Jacobson's study outlines a plan to fulfill all of the Golden State's transportation, electric power, industry, and heating and cooling energy needs with renewable energy by 2050. It calculates the number of new devices and jobs created, land and ocean areas required, and policies needed for infrastructure changes. It also provides new estimates of air pollution mortality and morbidity impacts and costs based on multiple years of air quality data. The plan is analogous to one that Jacobson and other researchers developed for New York state.

The study concludes that, while a wind, water and sunlight conversion may result in initial capital cost increases, such as the cost of building renewable energy power plants, these costs would be more than made up for over time by the elimination of fuel costs. The overall switch would reduce California's end-use power demand by about 44 percent and stabilize energy prices, since fuel costs would be zero, according to the study.

It would also create a net gain, after fossil-fuel and nuclear energy job losses are accounted for, of about 220,000 manufacturing, installation and technology construction and operation jobs. On top of that, the state would reap net earnings from these jobs of about $12 billion annually.

According to the researchers' calculations, one scenario suggests that all of California's 2050 power demands could be met with a mix of sources, including:

25,000 onshore 5-megawatt wind turbines
1,200 100-megawatt concentrated solar plants
15 million 5-kilowatt residential rooftop photovoltaic systems
72 100-megawatt geothermal plants
5,000 0.75-megawatt wave devices
3,400 1-megawatt tidal turbines

The study states that if California switched to wind, water and sunlight for renewable energy, air pollution-related deaths would decline by about 12,500 annually and the state would save about $103 billion, or about 4.9 percent of the state's 2012 gross domestic product, in related health costs every year. The study also estimates that resultant emissions decreases would reduce global climate change costs in 2050 -- such as coastal erosion and extreme weather damage -- by about $48 billion per year.

"I think the most interesting finding is that the plan will reduce social costs related to air pollution and climate change by about $150 billion per year in 2050, and that these savings will pay for all new energy generation in only seven years," said study co-author Mark Delucchi of the University of California, Davis.
 
And you can build all those Nuclear power plants right on the fault lines!



I'd build them in eastern Califorina away from the fault. They'd all be 4th generation plants with airtight departments for the back up generator.

= = = = =

▶ Given instruction a: Rewrite the stored data from its first line up to and including the line with "[273,440,438,514]", changing "wooden table" to "wood table" and keeping everything else the same.

Stored data
= = = = =

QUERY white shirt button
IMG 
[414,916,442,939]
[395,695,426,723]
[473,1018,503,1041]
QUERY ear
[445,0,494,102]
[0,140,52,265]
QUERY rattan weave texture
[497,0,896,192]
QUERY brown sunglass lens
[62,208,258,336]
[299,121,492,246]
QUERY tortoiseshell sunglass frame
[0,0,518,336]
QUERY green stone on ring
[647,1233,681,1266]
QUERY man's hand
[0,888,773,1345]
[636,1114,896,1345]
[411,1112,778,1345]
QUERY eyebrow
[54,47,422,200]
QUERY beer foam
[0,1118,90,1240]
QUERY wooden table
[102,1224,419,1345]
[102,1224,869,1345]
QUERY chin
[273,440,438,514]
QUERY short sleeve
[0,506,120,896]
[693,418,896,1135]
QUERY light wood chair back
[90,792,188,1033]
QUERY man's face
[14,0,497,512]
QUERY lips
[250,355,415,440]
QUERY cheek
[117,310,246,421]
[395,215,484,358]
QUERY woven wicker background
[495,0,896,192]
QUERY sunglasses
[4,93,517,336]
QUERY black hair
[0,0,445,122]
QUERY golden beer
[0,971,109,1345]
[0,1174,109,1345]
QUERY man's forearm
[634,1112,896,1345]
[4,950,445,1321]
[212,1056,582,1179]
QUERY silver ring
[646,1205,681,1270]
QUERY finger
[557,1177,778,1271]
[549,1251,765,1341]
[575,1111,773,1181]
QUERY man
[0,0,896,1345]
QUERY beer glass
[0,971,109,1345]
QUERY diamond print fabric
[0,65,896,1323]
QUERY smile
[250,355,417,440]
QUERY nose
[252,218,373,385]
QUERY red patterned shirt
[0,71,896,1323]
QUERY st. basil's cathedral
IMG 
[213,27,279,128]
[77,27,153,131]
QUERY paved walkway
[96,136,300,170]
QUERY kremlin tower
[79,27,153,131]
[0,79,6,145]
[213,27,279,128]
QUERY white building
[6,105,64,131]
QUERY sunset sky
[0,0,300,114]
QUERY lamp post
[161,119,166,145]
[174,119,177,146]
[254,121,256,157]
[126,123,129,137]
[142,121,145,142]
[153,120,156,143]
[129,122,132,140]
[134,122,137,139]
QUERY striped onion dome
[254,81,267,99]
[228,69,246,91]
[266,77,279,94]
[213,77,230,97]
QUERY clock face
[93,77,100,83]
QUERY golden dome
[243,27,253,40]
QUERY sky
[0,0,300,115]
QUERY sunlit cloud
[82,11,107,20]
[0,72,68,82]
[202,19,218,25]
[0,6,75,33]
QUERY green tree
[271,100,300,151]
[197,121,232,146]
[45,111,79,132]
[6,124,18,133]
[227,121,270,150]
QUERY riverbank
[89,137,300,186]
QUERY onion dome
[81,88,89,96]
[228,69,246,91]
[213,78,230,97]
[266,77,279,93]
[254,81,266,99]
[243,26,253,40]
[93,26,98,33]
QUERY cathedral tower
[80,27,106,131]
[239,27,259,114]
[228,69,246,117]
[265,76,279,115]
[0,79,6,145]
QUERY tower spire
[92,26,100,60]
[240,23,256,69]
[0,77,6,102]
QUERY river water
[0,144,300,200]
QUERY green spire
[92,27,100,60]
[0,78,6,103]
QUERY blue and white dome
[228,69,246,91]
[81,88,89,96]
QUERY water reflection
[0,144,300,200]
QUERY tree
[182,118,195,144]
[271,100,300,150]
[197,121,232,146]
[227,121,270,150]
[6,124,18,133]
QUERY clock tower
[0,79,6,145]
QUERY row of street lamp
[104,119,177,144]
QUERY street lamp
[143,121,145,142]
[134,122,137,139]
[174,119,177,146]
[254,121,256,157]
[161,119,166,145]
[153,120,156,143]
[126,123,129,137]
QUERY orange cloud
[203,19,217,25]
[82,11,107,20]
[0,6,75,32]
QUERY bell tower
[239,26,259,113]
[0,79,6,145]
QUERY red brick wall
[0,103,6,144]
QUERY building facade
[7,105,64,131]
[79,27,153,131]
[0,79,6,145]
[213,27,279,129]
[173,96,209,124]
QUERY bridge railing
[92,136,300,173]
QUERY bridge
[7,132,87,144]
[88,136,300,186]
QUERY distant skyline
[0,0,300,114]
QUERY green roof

= = = = =

▶ Given instruction b: According to the text on California's renewable energy plan, by about what percentage would the overall switch reduce the state's end-use power demand?

▶ Full response a:
QUERY white shirt button
IMG 
[414,916,442,939]
[395,695,426,723]
[473,1018,503,1041]
QUERY ear
[445,0,494,102]
[0,140,52,265]
QUERY rattan weave texture
[497,0,896,192]
QUERY brown sunglass lens
[62,208,258,336]
[299,121,492,246]
QUERY tortoiseshell sunglass frame
[0,0,518,336]
QUERY green stone on ring
[647,1233,681,1266]
QUERY man's hand
[0,888,773,1345]
[636,1114,896,1345]
[411,1112,778,1345]
QUERY eyebrow
[54,47,422,200]
QUERY beer foam
[0,1118,90,1240]
QUERY wood table
[102,1224,419,1345]
[102,1224,869,1345]
QUERY chin
[273,440,438,514]

▶ Full response b: By about 44 percent.